Task instructions
Write out all of the lines below, exactly and completely.

########################################

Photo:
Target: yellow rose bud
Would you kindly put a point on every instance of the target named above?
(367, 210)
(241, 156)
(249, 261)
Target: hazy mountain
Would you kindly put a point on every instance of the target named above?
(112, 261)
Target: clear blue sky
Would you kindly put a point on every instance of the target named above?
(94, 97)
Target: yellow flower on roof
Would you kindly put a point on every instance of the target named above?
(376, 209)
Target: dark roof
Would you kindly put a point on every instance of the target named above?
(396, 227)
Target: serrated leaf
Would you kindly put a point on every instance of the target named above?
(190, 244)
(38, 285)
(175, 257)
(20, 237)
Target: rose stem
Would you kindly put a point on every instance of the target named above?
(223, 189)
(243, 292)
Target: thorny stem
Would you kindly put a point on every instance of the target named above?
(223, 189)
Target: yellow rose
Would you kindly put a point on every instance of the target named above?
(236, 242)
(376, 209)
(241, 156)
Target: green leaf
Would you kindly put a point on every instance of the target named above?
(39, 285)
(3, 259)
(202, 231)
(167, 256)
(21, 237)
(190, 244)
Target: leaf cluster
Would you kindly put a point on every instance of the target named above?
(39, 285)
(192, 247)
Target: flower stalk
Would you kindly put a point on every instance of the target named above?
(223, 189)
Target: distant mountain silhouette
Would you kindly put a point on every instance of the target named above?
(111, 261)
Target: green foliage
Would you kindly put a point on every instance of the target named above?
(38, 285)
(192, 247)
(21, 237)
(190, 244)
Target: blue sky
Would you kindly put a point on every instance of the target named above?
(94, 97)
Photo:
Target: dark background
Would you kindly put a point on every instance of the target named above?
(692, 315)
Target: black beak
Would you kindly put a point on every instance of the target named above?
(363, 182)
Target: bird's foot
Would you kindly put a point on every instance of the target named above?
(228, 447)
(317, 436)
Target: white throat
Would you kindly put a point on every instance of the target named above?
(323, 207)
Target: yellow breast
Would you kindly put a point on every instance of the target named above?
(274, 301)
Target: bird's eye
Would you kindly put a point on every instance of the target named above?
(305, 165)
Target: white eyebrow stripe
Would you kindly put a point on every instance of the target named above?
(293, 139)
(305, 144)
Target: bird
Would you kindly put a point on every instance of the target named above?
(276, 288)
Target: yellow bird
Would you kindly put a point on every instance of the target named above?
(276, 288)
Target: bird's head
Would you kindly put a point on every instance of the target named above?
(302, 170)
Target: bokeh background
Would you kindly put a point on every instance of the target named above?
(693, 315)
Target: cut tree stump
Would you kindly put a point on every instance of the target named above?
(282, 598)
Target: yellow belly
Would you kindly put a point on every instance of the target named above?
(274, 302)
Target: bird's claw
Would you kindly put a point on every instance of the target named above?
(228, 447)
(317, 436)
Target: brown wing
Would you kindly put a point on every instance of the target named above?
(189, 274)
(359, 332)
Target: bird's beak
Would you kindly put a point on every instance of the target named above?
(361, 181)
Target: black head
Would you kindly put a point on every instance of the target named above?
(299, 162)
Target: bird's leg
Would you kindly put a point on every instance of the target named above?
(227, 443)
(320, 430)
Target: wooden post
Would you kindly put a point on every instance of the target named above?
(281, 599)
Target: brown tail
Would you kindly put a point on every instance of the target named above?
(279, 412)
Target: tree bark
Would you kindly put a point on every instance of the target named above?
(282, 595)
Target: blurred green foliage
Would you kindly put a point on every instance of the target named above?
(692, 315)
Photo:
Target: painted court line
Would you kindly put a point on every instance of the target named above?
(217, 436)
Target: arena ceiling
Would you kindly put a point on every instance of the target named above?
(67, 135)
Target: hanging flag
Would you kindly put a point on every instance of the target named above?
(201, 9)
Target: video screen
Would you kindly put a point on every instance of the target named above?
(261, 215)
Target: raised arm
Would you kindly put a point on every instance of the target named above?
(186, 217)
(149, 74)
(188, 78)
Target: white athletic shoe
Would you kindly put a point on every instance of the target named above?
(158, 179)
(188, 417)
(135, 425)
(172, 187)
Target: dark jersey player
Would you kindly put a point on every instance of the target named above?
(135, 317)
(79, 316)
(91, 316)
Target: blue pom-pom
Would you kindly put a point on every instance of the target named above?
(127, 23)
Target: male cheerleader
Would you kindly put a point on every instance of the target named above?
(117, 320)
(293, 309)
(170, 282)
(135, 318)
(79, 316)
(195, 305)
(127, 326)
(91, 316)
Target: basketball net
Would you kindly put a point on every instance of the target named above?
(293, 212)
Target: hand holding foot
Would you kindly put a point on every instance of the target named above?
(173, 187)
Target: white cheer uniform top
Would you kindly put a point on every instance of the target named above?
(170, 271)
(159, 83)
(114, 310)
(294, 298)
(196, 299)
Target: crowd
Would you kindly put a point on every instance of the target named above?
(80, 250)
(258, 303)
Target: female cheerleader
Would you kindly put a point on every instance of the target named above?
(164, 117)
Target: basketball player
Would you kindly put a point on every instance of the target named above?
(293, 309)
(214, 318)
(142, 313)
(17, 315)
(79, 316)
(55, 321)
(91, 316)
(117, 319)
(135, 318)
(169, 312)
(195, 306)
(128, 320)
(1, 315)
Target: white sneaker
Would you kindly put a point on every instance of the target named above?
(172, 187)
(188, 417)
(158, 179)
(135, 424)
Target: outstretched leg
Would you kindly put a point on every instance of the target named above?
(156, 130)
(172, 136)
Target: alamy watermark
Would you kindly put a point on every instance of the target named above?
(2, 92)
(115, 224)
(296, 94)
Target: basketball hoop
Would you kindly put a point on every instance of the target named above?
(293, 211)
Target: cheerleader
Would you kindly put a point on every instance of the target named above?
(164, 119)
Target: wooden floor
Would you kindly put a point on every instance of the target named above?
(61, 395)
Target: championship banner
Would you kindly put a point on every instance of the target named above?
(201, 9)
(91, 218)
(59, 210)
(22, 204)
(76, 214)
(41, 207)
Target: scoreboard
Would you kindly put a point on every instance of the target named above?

########################################

Worked answer
Photo:
Target: yellow rose bud
Would you kindly put a point on every instance of the target named above?
(367, 210)
(241, 156)
(249, 261)
Target: hazy mountain
Would you kindly put a point on every instance of the target named above?
(112, 261)
Target: clear blue sky
Would you kindly put a point on every instance of the target named above?
(94, 97)
Target: yellow flower on roof
Would you kindly put a point on every instance of the target named above?
(376, 209)
Target: dark roof
Would you kindly put a point on every instance of the target named above?
(396, 227)
Target: serrated leaf
Would you kindly put a point on every instance of the target named above?
(190, 244)
(38, 285)
(175, 257)
(20, 237)
Target: rose stem
Would you kindly put a point on every instance of the target named above?
(223, 189)
(243, 292)
Target: thorny stem
Would you kindly put a point on every instance of the target named above?
(223, 189)
Target: yellow rose
Would you kindly put a point on every instance of the target named above?
(236, 242)
(376, 209)
(241, 156)
Target: green leaf
Would you kindly put a point on every instance of the target named above?
(39, 285)
(3, 259)
(202, 231)
(167, 256)
(21, 237)
(190, 244)
Target: leaf cluster
Would you kindly put a point on every instance of the target named above?
(39, 285)
(192, 247)
Target: flower stalk
Would you kindly put a point on every instance of the target named above?
(223, 189)
Target: distant mountain silhouette
Would you kindly put a point on every instance of the target named above?
(111, 261)
Target: green foliage
Would you kindly put a point on every instance of the target named above?
(38, 285)
(192, 247)
(21, 237)
(190, 244)
Target: blue sky
Would you kindly put a point on every instance of the target named above?
(94, 97)
Photo:
Target: dark background
Would you kindly put a point on every instance of the target named above?
(692, 315)
Target: black beak
Would you kindly put a point on every instance of the target named above?
(363, 182)
Target: bird's foot
Would you kindly put a point on every instance of the target named above?
(228, 447)
(317, 436)
Target: white throat
Would you kindly put a point on every instance of the target named above?
(323, 207)
Target: yellow breast
Would you kindly put a point on every instance of the target named above?
(274, 301)
Target: bird's eye
Would you kindly put a point on every instance of the target named above?
(305, 165)
Target: white eyebrow stripe
Would you kindly put a point on every instance of the target named above?
(293, 139)
(305, 144)
Target: bird
Would you kindly put a point on every instance of the target named above?
(276, 288)
Target: yellow bird
Would you kindly put a point on every instance of the target named above?
(276, 288)
Target: bird's head
Would you kindly put a point on every instance of the target named above?
(302, 170)
Target: bokeh background
Would you kindly put a point on every instance of the target named above?
(693, 315)
Target: cut tree stump
Would you kindly put a point on every instance of the target named above?
(282, 598)
Target: yellow belly
Would you kindly put a point on every instance of the target named above?
(274, 302)
Target: bird's claw
Would you kindly put a point on every instance of the target named above?
(228, 447)
(317, 436)
Target: brown wing
Would you kindly put a point on every instance of the target named above?
(189, 274)
(359, 332)
Target: bird's beak
Would you kindly put a point on every instance of the target named above?
(361, 181)
Target: black head
Would you kindly put a point on every instance of the target named above?
(299, 162)
Target: bird's leg
Would you kindly put a point on every instance of the target named above?
(227, 443)
(320, 430)
Target: wooden post
Would you kindly put a point on every instance of the target named above?
(281, 599)
Target: brown tail
Would you kindly put a point on every instance of the target named above?
(279, 412)
Target: tree bark
Would you kindly put a point on every instance of the target named above?
(282, 595)
Target: blurred green foliage
Would you kindly put a point on every instance of the target named above?
(692, 315)
Photo:
Target: painted court line
Would you kindly put a point on every instance of the target named above?
(217, 436)
Target: arena ceiling
Would you kindly put a point on every instance of the target named above?
(67, 135)
Target: hanging flag
Would you kindly put a point on every instance of the target named above?
(201, 9)
Target: video screen
Would you kindly put a point on every instance of the target named above?
(261, 215)
Target: raised arm
Would you kindly put a point on every instance of the target named above?
(186, 217)
(149, 74)
(188, 78)
Target: white athletic shoe
Would you kindly put a point on every instance of the target named above?
(158, 179)
(188, 417)
(135, 425)
(172, 187)
Target: dark jersey player
Would you kindly put a point on every instance of the target named above?
(135, 317)
(79, 316)
(91, 316)
Target: blue pom-pom
Would you kindly put a point on every instance of the target named above?
(127, 23)
Target: male cheerleader
Would you kindly put a point on every instance of the target named above?
(117, 320)
(293, 309)
(170, 282)
(135, 318)
(79, 316)
(195, 305)
(127, 326)
(91, 316)
Target: basketball net
Would you kindly put a point on every instance of the target named above?
(293, 212)
Target: hand holding foot
Would you kindly put a point on every instance of the target named above?
(173, 187)
Target: white cheer uniform top
Would you kindly put a point on every instance of the target named above?
(170, 271)
(159, 83)
(114, 310)
(294, 298)
(196, 299)
Target: crowd
Would you kindly put a point on every instance of the target named above?
(80, 250)
(258, 303)
Target: female cheerleader
Would you kindly put a point on every instance of the target named above?
(164, 117)
Target: basketball player
Would you kindly put a point on every instance of the target named above?
(293, 309)
(214, 318)
(142, 313)
(17, 315)
(79, 316)
(55, 321)
(91, 316)
(117, 319)
(135, 318)
(169, 312)
(195, 306)
(128, 320)
(1, 315)
Target: white sneaker
Would you kindly put a point on every instance of the target named above?
(172, 187)
(188, 417)
(158, 179)
(135, 424)
Target: outstretched leg
Would you kindly put a point on every instance of the target named above?
(156, 130)
(172, 136)
Target: alamy watermark
Would you kindly put a point on every instance of the target named above?
(2, 92)
(115, 224)
(296, 94)
Target: basketball hoop
Would you kindly put a point on every instance of the target named above?
(293, 211)
Target: cheerleader
Would you kindly put a point on every instance of the target named above?
(164, 119)
Target: wooden floor
Would you kindly put a point on every instance of the target named above?
(61, 395)
Target: championship banner
Would you kindly put a point on every instance of the target named above?
(201, 9)
(91, 218)
(59, 210)
(22, 204)
(76, 214)
(41, 207)
Target: scoreboard
Would you kindly put a point on every instance of the target named above?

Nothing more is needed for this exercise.